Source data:
* START *

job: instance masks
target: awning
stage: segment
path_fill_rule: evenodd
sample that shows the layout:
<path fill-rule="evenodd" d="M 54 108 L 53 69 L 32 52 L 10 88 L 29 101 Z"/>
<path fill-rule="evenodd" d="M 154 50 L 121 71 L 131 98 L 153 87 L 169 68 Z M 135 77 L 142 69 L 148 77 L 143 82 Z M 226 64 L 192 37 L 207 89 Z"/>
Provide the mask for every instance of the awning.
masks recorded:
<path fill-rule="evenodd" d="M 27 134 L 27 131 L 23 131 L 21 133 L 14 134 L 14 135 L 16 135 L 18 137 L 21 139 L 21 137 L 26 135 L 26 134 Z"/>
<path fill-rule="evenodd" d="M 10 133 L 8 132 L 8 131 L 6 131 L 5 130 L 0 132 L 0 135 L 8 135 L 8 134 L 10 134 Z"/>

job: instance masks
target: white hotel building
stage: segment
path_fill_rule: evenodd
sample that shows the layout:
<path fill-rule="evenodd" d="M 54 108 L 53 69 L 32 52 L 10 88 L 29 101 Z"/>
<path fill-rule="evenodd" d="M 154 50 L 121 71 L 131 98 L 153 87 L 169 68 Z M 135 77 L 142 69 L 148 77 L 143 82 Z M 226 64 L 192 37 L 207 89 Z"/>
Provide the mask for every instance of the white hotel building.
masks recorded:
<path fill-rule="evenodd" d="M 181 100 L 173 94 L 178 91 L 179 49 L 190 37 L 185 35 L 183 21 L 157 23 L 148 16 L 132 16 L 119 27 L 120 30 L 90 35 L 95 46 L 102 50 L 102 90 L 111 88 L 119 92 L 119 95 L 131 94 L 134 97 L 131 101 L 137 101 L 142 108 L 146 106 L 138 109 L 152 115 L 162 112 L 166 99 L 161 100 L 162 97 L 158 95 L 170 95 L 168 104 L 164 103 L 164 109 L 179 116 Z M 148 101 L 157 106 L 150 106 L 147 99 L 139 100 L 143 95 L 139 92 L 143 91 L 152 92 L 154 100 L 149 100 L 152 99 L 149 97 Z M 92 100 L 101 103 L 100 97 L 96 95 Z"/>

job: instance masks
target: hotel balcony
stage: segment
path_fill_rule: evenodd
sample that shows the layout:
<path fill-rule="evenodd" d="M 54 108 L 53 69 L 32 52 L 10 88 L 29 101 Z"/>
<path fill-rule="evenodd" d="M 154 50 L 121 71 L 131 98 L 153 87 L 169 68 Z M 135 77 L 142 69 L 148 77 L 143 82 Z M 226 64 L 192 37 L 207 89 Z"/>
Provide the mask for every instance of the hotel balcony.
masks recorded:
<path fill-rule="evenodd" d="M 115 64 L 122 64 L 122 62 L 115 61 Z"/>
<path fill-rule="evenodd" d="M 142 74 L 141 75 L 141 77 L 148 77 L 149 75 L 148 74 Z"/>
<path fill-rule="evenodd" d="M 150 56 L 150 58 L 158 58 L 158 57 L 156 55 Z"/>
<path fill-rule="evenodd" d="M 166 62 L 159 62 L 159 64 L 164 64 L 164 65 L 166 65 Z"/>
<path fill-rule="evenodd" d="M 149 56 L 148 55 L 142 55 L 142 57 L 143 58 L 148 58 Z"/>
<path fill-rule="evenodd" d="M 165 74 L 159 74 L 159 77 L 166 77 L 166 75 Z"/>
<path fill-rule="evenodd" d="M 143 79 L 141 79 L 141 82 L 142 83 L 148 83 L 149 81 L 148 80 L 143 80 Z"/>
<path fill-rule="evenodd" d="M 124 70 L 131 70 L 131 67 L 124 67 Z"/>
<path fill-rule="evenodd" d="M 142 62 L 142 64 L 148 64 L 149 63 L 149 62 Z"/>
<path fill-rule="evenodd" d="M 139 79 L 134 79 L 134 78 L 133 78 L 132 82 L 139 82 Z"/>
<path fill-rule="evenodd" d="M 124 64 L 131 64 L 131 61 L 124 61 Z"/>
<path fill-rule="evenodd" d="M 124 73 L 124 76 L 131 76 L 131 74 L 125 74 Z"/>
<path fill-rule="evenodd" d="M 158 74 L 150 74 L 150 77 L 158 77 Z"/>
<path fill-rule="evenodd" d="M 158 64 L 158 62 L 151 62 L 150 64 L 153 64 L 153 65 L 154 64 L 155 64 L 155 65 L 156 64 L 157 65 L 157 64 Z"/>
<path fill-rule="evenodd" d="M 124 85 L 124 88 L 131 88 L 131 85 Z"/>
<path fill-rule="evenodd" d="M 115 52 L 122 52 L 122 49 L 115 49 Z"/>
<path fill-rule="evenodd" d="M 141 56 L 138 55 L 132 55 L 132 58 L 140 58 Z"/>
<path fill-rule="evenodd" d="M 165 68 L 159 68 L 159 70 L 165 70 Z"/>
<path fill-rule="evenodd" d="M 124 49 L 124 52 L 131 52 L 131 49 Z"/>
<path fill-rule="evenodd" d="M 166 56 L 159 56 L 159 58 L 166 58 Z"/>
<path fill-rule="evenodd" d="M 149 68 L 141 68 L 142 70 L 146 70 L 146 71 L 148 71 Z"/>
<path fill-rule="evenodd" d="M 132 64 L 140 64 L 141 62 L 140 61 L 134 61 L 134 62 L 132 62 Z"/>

* END *

Exercise objective:
Please copy the entries from the start through the line containing "133 L 8 132", swapping "awning" for "canopy" and changing nothing else.

Task solution:
job: instance masks
target: canopy
stage: segment
path_fill_rule: evenodd
sample that shows the layout:
<path fill-rule="evenodd" d="M 54 108 L 53 69 L 32 52 L 10 88 L 29 101 Z"/>
<path fill-rule="evenodd" d="M 154 50 L 121 71 L 131 98 L 153 87 L 169 68 Z M 135 77 L 142 69 L 148 77 L 143 82 Z M 226 64 L 192 37 L 207 89 Z"/>
Provide the mask for every instance of the canopy.
masks recorded:
<path fill-rule="evenodd" d="M 27 134 L 27 131 L 23 131 L 21 133 L 14 134 L 14 135 L 16 135 L 18 137 L 21 139 L 21 137 L 26 135 L 26 134 Z"/>
<path fill-rule="evenodd" d="M 10 133 L 8 132 L 8 131 L 6 131 L 5 130 L 0 132 L 0 135 L 8 135 L 8 134 L 10 134 Z"/>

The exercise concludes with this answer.